Gib die Zeilen von der mit "Keypoint placement: for each instance of the yellow road" bis zu der mit "(1312, 809)" unverändert aus, beide eingeschlossen.

Extrahierte Datensätze:
━━━━━━━━━━━━━━━━━━━━
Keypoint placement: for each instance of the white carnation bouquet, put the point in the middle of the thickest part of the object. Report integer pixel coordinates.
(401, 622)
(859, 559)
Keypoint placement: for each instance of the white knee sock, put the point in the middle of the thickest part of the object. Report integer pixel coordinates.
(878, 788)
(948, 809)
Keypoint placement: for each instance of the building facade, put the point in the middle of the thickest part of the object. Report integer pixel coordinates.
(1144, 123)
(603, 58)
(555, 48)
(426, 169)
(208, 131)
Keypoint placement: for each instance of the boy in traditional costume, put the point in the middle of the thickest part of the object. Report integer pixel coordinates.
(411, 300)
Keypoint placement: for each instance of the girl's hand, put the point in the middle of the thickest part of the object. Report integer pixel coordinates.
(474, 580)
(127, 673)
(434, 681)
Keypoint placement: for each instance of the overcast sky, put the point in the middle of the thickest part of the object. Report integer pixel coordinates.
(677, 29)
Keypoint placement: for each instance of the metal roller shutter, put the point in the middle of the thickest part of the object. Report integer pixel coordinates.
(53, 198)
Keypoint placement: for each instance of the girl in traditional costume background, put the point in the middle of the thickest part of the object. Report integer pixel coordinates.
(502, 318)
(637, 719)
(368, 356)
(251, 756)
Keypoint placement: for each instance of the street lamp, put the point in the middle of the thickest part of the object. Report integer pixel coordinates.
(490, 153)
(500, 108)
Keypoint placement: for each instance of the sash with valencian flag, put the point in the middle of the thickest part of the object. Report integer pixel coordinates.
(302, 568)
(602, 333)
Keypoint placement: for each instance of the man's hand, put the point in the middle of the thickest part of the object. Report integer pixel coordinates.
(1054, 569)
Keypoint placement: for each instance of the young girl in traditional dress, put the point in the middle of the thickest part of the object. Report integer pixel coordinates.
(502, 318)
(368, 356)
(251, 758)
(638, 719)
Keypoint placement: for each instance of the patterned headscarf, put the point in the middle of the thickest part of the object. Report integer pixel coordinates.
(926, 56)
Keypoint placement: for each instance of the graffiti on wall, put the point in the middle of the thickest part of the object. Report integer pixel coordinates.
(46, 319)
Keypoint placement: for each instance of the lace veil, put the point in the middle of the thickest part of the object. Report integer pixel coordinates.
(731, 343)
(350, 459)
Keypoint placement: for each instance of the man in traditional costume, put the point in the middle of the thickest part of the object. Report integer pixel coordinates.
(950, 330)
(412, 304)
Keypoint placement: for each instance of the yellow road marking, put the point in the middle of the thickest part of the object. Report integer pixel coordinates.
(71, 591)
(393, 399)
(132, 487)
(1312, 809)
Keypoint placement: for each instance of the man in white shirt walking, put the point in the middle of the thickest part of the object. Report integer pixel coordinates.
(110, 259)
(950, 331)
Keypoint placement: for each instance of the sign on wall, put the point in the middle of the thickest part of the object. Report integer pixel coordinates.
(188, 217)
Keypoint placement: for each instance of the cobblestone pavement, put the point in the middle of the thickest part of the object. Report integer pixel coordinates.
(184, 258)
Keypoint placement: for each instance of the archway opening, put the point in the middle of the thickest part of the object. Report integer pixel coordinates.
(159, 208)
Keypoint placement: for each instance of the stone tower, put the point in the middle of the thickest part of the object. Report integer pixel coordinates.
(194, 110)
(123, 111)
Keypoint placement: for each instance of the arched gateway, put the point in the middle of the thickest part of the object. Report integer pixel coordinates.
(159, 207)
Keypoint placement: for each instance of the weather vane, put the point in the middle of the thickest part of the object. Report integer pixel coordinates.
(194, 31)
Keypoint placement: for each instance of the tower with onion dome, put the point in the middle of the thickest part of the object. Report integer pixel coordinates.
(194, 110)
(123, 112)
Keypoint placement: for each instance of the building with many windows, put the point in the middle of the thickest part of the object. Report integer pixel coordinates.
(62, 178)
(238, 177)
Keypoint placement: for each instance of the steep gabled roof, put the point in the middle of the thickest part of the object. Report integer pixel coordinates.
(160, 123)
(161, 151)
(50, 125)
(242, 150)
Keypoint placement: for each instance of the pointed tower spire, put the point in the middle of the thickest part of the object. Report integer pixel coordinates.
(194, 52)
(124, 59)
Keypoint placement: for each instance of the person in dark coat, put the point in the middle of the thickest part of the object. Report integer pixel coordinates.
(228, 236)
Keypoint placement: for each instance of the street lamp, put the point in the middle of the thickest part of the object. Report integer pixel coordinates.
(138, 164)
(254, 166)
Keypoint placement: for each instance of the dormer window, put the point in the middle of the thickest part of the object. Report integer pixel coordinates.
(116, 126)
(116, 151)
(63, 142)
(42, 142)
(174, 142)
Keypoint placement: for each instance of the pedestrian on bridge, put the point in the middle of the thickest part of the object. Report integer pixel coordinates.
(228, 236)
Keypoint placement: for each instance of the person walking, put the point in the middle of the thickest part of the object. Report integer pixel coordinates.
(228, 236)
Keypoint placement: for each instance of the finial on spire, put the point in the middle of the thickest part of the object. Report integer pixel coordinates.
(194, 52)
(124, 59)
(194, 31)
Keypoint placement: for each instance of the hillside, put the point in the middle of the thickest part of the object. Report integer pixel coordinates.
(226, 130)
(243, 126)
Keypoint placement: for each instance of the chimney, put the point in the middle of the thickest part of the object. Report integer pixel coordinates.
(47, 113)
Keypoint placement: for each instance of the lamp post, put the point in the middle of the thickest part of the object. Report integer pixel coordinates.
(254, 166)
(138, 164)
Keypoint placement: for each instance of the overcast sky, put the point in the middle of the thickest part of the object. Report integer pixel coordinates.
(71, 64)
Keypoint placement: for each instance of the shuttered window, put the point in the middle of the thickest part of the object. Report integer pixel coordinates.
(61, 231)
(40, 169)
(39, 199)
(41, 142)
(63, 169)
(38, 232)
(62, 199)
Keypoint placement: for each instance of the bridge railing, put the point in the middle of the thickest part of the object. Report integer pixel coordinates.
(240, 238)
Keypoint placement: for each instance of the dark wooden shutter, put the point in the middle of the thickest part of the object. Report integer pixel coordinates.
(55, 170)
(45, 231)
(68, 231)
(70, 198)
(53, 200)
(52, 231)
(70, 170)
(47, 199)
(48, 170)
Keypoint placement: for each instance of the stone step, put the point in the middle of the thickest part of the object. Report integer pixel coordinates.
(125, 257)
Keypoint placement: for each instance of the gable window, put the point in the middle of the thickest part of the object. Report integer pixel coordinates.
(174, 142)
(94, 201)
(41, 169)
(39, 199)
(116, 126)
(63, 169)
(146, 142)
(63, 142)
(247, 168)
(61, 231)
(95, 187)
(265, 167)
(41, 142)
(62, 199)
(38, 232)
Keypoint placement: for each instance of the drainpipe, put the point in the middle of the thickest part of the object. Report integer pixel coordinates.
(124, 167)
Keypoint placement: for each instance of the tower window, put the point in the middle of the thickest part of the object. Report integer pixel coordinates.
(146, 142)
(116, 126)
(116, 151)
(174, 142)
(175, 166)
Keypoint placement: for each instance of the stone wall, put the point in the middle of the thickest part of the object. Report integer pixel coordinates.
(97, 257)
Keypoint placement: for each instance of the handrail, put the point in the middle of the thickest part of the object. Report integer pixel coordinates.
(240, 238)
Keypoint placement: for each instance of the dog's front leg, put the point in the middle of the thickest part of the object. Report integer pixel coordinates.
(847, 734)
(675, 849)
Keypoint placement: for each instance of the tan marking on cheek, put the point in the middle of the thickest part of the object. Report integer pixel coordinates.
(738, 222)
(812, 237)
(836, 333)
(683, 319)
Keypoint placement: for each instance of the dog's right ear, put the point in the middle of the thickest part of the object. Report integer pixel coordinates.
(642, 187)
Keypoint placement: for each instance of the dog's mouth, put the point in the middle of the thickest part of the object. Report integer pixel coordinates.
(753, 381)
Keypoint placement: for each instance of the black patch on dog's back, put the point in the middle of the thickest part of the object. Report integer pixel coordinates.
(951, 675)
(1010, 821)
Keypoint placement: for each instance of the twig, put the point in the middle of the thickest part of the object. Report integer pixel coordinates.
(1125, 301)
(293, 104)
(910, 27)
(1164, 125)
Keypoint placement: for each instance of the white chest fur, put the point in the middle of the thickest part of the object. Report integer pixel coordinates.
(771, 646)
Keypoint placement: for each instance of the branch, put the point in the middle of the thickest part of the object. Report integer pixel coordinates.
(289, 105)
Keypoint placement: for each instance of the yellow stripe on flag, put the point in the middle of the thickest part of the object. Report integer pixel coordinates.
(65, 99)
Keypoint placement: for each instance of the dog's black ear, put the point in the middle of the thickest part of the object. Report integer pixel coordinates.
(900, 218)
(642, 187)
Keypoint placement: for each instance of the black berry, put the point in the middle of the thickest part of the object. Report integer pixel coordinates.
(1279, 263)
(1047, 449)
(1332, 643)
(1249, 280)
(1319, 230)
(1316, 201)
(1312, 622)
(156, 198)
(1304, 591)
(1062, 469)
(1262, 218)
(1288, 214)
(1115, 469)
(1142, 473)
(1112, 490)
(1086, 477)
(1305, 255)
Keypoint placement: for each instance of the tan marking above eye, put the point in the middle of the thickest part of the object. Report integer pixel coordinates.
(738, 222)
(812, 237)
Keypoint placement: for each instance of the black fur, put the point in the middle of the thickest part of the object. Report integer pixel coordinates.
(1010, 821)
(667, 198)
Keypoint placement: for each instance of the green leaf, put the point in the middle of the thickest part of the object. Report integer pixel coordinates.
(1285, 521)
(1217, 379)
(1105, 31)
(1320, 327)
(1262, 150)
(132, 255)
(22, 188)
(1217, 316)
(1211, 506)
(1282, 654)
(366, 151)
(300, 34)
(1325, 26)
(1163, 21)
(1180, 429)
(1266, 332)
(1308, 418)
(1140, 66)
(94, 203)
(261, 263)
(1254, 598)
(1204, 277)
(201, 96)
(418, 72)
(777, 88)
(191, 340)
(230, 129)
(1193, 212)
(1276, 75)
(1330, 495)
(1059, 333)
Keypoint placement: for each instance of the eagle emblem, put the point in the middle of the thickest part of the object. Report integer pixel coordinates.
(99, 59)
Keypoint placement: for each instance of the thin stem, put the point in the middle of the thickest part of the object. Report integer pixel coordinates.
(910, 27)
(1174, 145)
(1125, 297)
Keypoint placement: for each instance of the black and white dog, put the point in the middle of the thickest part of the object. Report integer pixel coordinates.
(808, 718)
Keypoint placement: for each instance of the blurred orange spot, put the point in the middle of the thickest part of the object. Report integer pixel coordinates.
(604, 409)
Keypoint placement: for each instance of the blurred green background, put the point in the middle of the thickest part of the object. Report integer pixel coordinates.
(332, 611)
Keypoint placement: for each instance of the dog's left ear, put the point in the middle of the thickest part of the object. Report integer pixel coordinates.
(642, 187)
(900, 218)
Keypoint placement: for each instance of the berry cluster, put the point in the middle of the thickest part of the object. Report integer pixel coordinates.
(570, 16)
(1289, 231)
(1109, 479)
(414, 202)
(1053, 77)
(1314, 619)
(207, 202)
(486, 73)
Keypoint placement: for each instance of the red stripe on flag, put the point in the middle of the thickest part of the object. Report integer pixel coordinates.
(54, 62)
━━━━━━━━━━━━━━━━━━━━
* **Ergebnis**:
Keypoint placement: for each instance of the yellow road marking, put the point in the middle of the thickest part of the object. Report integer pixel coordinates.
(71, 591)
(393, 399)
(132, 487)
(1312, 809)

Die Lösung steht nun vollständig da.